Retype nothing but the lines running from the line that contains "For each instance of the stone" to the last line, both ends included, and skip every image.
* BEGIN Provided information *
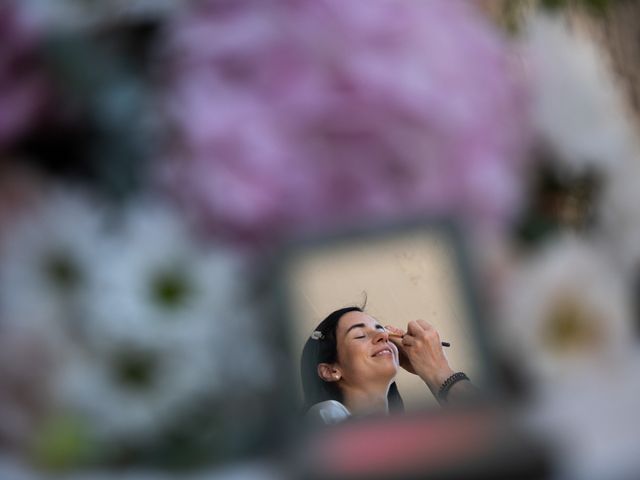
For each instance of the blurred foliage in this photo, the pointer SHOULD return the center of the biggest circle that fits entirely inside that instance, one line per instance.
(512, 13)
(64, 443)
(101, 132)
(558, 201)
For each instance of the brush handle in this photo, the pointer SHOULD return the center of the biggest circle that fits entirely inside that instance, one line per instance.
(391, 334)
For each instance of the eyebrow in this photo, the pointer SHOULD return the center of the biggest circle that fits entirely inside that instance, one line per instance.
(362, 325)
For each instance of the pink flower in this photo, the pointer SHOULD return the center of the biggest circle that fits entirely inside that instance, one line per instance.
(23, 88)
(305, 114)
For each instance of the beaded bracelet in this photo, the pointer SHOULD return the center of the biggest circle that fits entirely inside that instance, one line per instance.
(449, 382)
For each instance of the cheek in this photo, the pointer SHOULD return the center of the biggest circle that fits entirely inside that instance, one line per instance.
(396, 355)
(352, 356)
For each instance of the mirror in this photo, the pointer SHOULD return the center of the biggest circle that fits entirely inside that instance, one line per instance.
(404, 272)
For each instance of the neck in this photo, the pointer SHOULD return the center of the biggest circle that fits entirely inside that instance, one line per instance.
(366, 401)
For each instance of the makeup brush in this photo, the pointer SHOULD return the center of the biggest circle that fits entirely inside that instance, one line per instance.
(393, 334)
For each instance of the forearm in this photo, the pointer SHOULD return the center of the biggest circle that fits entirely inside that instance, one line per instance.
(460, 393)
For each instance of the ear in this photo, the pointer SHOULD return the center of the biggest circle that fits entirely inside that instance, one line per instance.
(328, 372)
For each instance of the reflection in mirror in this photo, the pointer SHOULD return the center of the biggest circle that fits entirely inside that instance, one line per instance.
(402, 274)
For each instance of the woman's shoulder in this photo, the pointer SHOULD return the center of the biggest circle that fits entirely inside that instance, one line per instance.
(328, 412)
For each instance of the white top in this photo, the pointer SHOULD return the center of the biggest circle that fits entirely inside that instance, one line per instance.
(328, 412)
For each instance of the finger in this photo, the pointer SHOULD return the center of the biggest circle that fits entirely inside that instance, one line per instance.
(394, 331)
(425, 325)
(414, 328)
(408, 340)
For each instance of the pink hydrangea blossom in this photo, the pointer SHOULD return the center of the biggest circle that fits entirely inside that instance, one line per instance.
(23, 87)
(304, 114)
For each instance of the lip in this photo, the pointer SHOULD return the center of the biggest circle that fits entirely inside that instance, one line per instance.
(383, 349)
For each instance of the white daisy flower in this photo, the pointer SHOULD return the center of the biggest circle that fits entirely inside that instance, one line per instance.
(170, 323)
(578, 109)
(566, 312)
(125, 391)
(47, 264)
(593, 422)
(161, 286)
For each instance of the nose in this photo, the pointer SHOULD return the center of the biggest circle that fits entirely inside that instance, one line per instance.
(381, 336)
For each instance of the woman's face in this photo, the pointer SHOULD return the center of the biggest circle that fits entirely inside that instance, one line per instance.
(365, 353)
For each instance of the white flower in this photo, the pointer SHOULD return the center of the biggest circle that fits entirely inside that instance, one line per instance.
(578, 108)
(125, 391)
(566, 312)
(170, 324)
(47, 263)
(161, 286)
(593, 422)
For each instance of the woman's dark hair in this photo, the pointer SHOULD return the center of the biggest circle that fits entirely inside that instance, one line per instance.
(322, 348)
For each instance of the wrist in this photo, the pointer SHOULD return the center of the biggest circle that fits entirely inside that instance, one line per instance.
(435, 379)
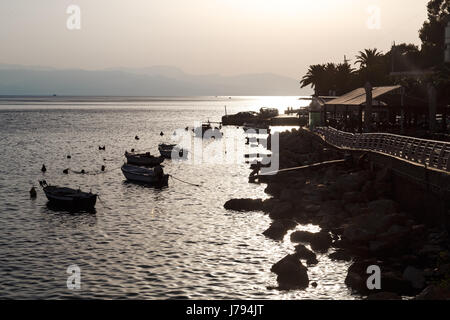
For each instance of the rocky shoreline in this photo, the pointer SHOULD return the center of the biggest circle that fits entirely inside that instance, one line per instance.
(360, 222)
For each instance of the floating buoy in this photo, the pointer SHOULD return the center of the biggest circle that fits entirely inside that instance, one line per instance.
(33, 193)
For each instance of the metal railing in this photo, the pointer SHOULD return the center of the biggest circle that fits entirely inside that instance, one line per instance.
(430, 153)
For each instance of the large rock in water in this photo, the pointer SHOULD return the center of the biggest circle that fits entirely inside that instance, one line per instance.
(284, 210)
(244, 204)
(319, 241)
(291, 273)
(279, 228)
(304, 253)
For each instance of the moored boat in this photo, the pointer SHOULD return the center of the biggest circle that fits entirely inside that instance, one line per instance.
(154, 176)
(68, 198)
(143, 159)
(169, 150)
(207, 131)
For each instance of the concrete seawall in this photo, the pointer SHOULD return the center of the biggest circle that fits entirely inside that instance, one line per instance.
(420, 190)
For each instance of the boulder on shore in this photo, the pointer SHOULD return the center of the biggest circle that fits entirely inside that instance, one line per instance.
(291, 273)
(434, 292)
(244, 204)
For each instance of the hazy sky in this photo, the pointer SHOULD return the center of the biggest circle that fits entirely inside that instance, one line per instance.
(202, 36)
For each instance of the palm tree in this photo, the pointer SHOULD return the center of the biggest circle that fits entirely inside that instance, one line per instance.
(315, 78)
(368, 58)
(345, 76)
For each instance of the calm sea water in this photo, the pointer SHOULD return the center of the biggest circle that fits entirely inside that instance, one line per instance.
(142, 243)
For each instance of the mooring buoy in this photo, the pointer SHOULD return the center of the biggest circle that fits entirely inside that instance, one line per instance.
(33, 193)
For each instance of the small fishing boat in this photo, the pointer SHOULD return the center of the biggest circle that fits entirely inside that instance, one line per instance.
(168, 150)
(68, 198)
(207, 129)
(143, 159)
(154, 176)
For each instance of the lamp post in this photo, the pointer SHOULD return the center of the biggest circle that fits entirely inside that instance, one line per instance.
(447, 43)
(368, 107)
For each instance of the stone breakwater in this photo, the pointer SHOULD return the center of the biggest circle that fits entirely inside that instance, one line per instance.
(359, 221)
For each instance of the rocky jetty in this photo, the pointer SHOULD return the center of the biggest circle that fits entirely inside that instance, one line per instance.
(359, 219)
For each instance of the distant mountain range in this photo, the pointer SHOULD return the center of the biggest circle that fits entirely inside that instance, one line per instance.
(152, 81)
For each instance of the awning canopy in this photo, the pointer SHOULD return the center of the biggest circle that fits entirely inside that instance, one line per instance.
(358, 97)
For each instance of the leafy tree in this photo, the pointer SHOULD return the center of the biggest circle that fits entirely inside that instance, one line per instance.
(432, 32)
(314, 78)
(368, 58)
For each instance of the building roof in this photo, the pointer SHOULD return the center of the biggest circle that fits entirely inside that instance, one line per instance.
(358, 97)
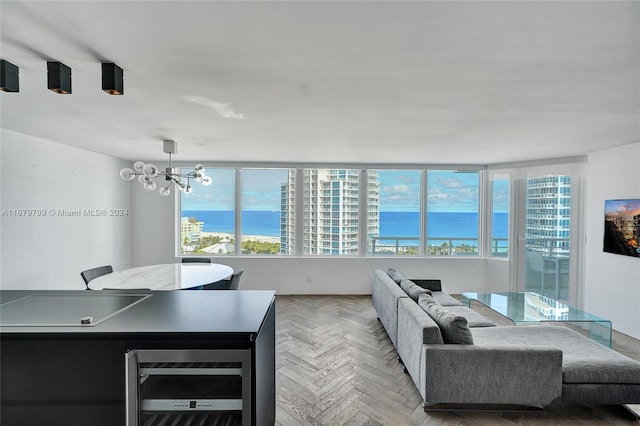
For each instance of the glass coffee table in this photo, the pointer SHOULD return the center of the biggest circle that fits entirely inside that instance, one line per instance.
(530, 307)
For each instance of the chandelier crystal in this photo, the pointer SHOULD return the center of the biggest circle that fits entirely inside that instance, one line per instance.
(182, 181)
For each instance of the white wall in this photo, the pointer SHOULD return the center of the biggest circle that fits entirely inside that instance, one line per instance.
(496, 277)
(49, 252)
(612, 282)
* END Provided information *
Answer in full:
For each instance of the stone breakwater in this photo, the pointer SHOULD return the center of the biggest circle that fits entirely inside that instance, one line per instance.
(359, 221)
For each instance of the rocky jetty in this photo, the pointer SHOULD return the center of the biggest circle that fits entirely inside that instance, one line per instance.
(359, 219)
For each instance of the distant mountain range in this photo, the pointer SHOULD return the center of the biggest circle that fits entirely inside that instance, one line per instance.
(152, 81)
For each instance of the awning canopy in this photo, the pointer SHOULD return the center of the biggest circle that fits entirely inside that instance, one line per instance.
(358, 97)
For each instance of the leafy tree in this photo, the pointer SHOULD return the center of the biggest circle that fits entirely inside that instance, one line per instance.
(432, 32)
(314, 78)
(368, 58)
For each instance of the building roof in this photo, the pointer SHOULD return the center of the biggest circle that fits entirely inside that instance, one line per instance.
(358, 97)
For each instance of the glass coffee table in this photo, the pointer SHOULD return the center of the biggest circle that fits entirely inside that instance, one line per instance.
(530, 307)
For each instance of the chandelier crystal in this photo, the pointer SHOULD return the center of the biggest circle that fits entirely inside that instance, one line per instance.
(182, 181)
For each instance of the white wall in this photo, the pointer SHOULD return the center of the biggest circle that fits entirely inside that instance, one line per instance.
(496, 277)
(49, 252)
(612, 282)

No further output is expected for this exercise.